#### What you need to do:
The expected output is exactly the lines below, starting at the line with "sliced almond in the photograph above." and ending at the line with "helmet in the photograph above.", both included; no other line belongs in it.

________________

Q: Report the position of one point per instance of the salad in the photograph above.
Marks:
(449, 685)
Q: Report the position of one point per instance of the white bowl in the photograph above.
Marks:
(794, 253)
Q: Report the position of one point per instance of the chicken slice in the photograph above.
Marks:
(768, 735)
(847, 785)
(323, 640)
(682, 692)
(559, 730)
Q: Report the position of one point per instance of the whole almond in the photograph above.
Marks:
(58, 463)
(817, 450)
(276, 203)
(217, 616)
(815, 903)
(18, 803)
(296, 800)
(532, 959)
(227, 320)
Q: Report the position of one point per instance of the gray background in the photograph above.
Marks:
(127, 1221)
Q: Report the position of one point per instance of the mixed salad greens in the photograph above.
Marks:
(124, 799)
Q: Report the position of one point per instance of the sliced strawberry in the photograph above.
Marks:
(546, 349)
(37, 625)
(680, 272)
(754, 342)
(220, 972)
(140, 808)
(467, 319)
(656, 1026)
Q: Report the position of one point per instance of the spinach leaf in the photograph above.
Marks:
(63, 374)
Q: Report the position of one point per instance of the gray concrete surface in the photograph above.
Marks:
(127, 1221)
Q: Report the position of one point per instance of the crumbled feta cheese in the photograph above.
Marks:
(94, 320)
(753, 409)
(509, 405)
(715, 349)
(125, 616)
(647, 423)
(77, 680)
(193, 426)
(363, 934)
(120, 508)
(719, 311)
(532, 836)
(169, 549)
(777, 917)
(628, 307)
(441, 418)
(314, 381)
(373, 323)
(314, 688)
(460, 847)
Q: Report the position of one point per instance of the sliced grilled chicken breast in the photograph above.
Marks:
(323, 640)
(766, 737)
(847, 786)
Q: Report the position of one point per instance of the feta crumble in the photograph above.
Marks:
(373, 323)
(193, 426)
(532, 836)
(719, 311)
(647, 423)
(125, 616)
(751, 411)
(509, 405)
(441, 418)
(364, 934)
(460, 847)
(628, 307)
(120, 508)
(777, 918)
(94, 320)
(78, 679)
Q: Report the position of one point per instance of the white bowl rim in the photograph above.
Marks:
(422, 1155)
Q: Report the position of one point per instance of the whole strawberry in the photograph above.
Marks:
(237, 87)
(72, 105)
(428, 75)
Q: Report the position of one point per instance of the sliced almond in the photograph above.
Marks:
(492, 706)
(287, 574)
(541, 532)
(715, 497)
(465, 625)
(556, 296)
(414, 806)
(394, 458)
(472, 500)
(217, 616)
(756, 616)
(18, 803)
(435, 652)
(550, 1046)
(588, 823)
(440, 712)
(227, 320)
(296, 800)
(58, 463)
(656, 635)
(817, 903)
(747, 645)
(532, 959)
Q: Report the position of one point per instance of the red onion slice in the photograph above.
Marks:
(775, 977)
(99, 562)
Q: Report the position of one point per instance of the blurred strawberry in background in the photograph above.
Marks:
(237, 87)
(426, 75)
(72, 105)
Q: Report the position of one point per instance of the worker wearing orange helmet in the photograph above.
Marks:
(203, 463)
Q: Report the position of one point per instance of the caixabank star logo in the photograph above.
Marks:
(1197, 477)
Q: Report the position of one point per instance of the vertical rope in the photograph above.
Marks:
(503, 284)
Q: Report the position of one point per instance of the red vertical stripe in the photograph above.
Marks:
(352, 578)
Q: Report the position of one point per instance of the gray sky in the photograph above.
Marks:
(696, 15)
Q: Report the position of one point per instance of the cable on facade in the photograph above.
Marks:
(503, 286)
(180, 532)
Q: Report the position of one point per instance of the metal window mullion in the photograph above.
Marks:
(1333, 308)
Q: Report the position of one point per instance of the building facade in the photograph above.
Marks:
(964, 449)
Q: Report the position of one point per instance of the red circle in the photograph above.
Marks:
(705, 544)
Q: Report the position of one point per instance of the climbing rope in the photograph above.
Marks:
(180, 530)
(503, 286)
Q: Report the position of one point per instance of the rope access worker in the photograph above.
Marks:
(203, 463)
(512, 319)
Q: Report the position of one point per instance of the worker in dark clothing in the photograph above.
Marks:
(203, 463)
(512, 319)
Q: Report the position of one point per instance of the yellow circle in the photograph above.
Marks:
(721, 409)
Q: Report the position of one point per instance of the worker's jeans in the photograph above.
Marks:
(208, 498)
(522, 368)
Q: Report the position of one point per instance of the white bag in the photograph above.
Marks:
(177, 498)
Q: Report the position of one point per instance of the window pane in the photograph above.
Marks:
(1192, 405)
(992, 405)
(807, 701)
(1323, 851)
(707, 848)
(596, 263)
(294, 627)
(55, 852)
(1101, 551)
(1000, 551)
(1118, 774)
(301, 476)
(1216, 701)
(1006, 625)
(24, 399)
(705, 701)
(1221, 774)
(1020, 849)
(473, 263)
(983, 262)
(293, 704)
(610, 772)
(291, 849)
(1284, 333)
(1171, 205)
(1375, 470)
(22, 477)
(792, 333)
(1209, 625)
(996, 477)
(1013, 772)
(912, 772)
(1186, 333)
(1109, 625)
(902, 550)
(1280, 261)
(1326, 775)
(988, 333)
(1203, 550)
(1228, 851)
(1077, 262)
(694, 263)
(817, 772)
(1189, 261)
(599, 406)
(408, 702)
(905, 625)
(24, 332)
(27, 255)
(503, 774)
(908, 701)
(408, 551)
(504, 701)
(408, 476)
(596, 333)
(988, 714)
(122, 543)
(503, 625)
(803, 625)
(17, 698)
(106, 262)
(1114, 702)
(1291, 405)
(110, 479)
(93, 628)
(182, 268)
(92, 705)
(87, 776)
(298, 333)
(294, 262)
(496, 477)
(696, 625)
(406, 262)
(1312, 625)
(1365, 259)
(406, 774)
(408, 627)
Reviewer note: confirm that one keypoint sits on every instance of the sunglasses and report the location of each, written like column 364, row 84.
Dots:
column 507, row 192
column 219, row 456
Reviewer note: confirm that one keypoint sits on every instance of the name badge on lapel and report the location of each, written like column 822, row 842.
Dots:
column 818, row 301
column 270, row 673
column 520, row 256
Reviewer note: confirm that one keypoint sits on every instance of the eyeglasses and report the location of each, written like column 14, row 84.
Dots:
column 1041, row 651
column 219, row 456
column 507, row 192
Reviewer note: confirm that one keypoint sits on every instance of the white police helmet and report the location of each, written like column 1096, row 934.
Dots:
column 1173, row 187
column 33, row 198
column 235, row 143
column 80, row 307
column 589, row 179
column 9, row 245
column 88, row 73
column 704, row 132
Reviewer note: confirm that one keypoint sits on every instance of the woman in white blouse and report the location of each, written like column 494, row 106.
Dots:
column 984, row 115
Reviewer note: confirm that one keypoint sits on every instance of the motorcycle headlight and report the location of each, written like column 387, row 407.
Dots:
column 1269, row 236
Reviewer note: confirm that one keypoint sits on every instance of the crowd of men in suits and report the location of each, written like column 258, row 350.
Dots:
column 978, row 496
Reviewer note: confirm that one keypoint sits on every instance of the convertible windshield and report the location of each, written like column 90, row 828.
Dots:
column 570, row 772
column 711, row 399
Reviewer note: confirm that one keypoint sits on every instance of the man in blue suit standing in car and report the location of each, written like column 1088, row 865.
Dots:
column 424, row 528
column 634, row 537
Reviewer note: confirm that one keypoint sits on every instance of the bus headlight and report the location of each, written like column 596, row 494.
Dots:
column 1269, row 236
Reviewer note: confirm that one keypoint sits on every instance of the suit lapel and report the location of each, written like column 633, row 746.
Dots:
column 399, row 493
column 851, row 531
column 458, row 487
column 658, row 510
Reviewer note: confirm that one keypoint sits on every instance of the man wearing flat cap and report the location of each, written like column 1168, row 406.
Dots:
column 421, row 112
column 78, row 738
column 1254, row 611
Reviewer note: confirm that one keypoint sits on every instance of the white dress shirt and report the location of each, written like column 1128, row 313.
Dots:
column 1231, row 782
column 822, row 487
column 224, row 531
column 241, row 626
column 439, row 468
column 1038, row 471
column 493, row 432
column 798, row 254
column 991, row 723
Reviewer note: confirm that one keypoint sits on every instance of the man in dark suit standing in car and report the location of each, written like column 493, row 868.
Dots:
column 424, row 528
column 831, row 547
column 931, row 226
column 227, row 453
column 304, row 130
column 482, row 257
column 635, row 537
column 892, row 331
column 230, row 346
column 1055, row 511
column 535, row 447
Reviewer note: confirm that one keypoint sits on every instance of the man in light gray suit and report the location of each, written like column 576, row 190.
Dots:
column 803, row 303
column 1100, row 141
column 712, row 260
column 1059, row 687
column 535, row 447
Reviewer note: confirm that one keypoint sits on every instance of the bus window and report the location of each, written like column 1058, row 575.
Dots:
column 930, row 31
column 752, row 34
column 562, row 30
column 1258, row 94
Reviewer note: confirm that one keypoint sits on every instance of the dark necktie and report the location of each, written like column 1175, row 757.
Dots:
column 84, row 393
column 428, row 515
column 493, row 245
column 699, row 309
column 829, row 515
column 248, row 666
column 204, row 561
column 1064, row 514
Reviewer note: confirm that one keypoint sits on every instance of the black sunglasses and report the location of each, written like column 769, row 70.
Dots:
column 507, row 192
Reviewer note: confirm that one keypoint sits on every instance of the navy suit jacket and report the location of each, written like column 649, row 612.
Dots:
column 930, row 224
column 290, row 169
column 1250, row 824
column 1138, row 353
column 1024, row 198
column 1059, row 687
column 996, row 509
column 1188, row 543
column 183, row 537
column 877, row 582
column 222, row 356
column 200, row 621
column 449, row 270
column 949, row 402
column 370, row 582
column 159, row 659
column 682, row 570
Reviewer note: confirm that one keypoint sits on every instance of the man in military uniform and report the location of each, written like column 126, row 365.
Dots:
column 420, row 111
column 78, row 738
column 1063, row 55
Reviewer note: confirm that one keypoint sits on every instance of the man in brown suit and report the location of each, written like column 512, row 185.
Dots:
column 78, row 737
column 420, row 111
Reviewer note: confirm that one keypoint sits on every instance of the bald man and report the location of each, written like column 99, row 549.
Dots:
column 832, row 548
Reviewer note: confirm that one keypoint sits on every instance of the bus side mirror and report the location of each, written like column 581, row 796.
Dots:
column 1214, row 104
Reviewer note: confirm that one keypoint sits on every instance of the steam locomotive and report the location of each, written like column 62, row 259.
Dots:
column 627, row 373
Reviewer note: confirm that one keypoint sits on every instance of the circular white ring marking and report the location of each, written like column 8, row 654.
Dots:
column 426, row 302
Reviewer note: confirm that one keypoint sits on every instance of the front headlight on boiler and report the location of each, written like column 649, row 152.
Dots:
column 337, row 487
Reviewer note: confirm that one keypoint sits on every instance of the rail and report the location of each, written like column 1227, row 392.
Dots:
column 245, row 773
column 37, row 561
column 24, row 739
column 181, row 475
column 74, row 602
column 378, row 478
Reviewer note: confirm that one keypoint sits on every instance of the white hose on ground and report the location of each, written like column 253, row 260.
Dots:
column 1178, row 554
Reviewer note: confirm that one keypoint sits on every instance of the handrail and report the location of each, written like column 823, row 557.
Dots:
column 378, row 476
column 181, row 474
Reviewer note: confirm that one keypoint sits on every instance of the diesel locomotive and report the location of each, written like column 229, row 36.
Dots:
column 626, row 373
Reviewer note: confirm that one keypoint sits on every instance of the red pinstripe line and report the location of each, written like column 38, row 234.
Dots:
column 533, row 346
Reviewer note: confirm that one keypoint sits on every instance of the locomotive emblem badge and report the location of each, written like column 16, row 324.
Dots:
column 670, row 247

________________

#### Output of the task:
Q: Report the position of one point per instance of the sliced almond in the photograph above.
Marks:
(492, 706)
(287, 574)
(541, 532)
(715, 497)
(465, 625)
(556, 296)
(414, 806)
(394, 458)
(472, 500)
(217, 616)
(756, 616)
(18, 803)
(435, 652)
(550, 1046)
(588, 823)
(440, 712)
(227, 320)
(296, 800)
(58, 463)
(656, 635)
(817, 903)
(747, 645)
(532, 959)
Q: Report the position of one point per instance of the red onion slice in the photograph above.
Marks:
(775, 977)
(99, 562)
Q: Report the position of one point per instance of the blurred strawberry in background in the photograph above.
Marks:
(237, 87)
(426, 75)
(72, 105)
Q: Report the position of one point per instance of the worker wearing orange helmet in the photograph above.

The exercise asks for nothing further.